▸ **AVAILABLE DATA**:

--------------------------------

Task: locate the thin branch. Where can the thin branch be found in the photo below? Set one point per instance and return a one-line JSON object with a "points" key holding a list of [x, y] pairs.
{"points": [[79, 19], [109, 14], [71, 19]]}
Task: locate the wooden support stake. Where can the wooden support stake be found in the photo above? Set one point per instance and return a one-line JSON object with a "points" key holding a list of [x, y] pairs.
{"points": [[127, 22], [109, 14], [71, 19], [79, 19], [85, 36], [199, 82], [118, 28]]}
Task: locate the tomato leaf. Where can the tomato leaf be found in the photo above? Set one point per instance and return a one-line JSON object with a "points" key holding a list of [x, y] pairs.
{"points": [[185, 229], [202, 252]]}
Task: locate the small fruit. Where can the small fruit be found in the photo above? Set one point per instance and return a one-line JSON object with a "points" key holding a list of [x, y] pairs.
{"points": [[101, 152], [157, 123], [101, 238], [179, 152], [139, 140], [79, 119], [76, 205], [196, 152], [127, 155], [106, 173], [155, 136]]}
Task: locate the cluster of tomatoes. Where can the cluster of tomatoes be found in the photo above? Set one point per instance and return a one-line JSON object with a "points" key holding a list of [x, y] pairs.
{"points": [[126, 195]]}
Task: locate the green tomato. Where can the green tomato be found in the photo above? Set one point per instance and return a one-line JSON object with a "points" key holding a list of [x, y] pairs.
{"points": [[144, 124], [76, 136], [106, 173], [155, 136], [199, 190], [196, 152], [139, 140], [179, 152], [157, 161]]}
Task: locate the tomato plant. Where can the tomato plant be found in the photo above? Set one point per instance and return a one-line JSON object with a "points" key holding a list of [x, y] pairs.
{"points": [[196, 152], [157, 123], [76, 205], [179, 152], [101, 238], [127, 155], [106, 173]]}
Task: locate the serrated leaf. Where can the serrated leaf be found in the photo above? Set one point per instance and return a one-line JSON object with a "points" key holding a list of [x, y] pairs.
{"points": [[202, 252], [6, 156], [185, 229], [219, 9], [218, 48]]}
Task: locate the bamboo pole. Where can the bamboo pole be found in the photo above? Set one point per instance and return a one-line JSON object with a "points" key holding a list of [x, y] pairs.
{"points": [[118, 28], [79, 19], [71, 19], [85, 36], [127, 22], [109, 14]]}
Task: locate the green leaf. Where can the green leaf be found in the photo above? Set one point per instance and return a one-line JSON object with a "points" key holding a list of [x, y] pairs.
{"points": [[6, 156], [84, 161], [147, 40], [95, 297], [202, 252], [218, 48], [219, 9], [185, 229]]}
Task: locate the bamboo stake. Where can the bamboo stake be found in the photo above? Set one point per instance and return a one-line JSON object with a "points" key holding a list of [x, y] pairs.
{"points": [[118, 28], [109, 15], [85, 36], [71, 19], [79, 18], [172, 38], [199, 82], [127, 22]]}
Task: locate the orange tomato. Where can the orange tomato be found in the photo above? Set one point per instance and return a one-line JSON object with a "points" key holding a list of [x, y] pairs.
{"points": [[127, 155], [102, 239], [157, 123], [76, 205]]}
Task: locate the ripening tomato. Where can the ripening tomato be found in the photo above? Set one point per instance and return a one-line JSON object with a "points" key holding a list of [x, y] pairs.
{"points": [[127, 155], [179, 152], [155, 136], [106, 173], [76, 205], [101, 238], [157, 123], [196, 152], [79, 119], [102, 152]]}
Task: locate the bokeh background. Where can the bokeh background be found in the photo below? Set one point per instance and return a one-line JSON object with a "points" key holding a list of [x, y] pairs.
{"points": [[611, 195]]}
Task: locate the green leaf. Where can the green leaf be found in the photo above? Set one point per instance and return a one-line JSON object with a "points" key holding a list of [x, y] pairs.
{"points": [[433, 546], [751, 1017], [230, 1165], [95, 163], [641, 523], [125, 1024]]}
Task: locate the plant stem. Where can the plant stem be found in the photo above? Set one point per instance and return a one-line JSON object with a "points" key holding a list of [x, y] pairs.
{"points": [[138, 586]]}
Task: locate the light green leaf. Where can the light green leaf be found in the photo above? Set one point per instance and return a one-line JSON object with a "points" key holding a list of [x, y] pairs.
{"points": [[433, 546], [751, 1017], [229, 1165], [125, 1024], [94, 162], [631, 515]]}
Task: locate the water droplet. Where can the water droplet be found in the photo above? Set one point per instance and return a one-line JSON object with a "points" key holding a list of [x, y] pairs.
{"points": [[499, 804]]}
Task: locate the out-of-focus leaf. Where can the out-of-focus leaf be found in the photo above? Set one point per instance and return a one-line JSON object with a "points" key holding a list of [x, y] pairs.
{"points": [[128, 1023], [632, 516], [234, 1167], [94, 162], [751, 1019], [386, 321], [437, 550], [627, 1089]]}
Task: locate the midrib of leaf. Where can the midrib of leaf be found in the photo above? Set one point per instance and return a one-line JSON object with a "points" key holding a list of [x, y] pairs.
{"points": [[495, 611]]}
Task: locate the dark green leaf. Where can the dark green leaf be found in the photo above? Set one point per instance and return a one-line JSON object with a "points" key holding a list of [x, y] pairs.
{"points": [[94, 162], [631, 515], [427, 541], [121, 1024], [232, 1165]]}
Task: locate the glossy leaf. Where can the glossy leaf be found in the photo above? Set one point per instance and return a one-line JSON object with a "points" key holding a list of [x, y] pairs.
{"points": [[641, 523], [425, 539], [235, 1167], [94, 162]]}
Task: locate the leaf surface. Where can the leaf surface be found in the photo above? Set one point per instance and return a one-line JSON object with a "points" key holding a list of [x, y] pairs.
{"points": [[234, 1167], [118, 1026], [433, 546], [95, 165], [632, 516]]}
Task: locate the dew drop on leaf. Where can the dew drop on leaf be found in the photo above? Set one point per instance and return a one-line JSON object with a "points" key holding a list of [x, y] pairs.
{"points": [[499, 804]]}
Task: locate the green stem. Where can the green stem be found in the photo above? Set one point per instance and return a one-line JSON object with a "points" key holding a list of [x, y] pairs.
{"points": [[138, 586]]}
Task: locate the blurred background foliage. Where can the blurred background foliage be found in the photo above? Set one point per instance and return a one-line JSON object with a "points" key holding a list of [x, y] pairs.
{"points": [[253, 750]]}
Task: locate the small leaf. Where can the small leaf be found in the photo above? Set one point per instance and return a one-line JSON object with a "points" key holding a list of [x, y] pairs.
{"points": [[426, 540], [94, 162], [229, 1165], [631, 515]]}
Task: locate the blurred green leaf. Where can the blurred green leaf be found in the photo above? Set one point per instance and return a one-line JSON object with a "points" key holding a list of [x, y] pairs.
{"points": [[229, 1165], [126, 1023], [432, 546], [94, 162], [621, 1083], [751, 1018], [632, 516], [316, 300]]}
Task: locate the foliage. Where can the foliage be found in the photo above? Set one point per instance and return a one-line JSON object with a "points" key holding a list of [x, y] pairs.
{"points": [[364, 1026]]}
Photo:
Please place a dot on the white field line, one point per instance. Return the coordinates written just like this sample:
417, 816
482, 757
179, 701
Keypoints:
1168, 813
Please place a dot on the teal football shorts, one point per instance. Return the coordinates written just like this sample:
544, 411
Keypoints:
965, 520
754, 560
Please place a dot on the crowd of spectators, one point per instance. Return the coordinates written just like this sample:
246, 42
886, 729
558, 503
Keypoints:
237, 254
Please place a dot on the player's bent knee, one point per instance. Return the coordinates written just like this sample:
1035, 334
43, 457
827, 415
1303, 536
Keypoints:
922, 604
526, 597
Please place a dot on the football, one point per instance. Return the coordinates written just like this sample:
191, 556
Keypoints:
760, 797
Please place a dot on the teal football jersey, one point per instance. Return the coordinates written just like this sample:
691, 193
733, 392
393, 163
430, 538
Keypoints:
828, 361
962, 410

--------------------------------

▸ **YOUR TASK**: From the line that contains "Task: locate the green stem." to the last line of the material above, repeat every line exactly, keeping both the first and the last.

▸ **THE REPLY**:
Task: locate the green stem. Where can the green stem be found in the photo above? Set one point per instance and return a one-line JSON object with a "points" key holding a list of [x, y] pairs.
{"points": [[138, 586]]}
Task: locate the blurred background foliage. Where can the blurred background foliage be found in the photo above? Set one point per instance and return a one-line JSON object with a "points" key holding a list of [x, y] pairs.
{"points": [[253, 750]]}
Task: locate the small leaf. Where can the small leaf be found in the photo above? Set one point per instance and return a one-line JSON object with a "points" key holding a list of [x, y] pairs.
{"points": [[426, 540], [94, 162], [229, 1165], [631, 515]]}
Task: locate the blurred green leaf. Where can the blurred green leaf be found in the photo above? Set one point per instance and return a one-line JSON object with a "points" key holding a list of [x, y] pairs.
{"points": [[229, 1165], [126, 1023], [432, 546], [94, 162], [621, 1083], [751, 1018], [632, 516], [316, 300]]}
Task: locate the foliage. Where can the foliage be found in the photo above? Set one point per instance and return a one-line JSON object with a "points" key holding a list of [x, y] pairs.
{"points": [[364, 1026]]}
Photo:
Please place a dot on the white field line, one point per instance. Return the coordinates written just like this sample:
417, 816
482, 757
179, 701
Keypoints:
1168, 813
Please place a dot on the teal football shorts, one point per instance. Return the coordinates written just like this sample:
544, 411
Keypoints:
965, 520
754, 560
Please place a dot on the crowd of spectators, one point per instance. Return the coordinates written just like this sample:
246, 42
886, 729
558, 503
Keypoints:
237, 254
Please place a dot on the player's bent knee, one point per instance. Return the coordinates written just like this sample:
1035, 334
43, 457
827, 415
1303, 536
Keypoints:
922, 604
526, 597
Please place a dot on the football, one point per instance. Return the coordinates written just like this sample:
191, 556
Keypoints:
760, 797
Please place a dot on the teal football jersey, one point per instance. Return the coordinates written just like this sample:
691, 193
733, 392
393, 163
430, 538
Keypoints:
828, 361
962, 410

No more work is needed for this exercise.